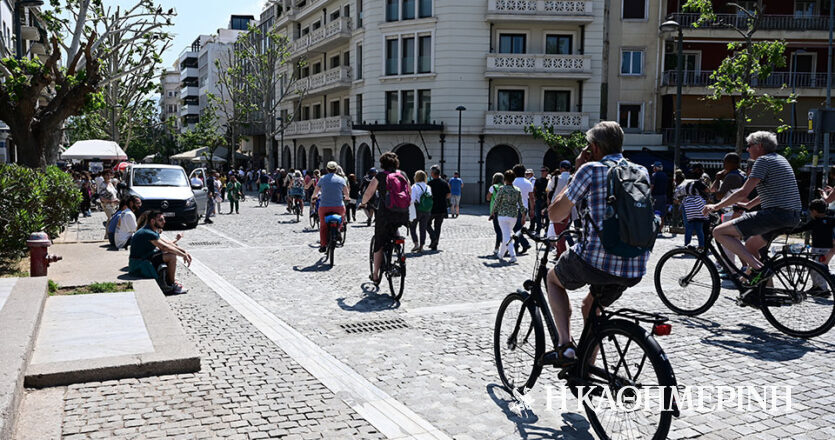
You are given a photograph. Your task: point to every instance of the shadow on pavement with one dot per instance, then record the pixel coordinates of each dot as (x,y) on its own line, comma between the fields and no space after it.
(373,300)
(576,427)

---

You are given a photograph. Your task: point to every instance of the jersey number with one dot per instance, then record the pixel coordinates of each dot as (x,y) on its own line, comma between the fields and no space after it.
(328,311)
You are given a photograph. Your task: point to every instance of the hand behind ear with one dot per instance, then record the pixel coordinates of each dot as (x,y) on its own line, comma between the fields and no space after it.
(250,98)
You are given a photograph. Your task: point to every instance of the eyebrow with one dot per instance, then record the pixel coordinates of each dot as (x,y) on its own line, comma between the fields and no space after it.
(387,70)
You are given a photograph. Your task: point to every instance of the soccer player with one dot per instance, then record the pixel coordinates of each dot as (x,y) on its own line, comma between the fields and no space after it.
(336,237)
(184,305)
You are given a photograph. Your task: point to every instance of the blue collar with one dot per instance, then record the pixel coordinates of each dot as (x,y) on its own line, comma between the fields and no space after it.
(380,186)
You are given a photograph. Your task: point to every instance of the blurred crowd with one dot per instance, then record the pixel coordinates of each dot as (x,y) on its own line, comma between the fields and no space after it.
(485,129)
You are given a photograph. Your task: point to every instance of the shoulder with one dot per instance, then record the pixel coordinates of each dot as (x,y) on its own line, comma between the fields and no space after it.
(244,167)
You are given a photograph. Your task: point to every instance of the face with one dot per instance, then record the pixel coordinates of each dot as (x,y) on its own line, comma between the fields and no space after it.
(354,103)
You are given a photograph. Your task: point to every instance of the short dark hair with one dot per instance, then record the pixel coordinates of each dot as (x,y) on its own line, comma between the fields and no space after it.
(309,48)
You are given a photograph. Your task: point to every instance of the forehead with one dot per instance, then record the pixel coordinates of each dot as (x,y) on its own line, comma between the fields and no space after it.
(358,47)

---

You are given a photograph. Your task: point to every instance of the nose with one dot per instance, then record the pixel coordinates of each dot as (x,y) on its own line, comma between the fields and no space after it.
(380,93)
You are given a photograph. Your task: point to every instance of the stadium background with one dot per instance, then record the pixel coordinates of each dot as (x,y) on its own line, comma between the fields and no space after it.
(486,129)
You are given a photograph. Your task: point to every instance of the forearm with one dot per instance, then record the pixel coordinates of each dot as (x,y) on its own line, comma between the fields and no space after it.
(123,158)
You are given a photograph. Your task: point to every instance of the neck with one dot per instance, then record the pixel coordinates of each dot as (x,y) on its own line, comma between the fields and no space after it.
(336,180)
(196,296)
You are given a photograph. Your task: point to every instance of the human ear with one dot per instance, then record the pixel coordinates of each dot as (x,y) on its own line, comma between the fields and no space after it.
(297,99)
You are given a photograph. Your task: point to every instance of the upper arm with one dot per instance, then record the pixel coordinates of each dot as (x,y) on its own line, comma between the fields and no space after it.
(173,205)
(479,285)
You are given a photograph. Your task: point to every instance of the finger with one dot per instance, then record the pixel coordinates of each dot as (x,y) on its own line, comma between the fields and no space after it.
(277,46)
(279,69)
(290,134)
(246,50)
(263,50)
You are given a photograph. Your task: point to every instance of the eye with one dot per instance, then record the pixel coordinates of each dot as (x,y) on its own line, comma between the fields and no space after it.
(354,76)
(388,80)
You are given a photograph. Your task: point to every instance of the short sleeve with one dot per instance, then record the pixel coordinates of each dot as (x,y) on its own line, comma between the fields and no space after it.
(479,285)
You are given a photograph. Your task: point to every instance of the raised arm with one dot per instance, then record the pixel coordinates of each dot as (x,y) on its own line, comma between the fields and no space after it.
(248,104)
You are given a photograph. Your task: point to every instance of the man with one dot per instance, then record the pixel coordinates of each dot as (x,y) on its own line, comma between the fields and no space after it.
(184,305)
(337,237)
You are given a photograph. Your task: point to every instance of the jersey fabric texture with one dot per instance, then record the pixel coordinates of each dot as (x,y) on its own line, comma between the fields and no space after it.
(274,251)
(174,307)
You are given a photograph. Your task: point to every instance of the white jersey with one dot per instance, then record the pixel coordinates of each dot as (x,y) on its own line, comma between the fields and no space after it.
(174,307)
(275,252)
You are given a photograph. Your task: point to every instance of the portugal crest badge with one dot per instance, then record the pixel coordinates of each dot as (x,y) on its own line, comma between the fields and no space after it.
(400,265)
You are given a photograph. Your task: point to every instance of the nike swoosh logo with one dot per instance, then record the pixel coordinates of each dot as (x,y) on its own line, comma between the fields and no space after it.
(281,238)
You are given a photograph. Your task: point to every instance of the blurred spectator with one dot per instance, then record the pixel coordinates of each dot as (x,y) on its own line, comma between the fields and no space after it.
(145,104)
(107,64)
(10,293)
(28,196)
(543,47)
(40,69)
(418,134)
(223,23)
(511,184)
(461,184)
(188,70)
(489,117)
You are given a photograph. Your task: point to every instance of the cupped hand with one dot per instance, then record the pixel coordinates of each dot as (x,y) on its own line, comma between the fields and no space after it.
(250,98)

WRITTEN EXERCISE:
Extract every line from the records above that contains the word "blurred", and treat case as significant when matching.

RESPONSE:
You are given a photograph. Your task: point to every instance of the blurred crowd with one dot per instance, then record the pixel coordinates of each dot as (x,y) on its own line, comma between the fields and no space after it.
You are given a photograph. Your task: point to every instance of the blurred spectator with one dot per instance, then record the pixel coordinates of each dot as (x,y) on its own line, comma between the fields and no space after it.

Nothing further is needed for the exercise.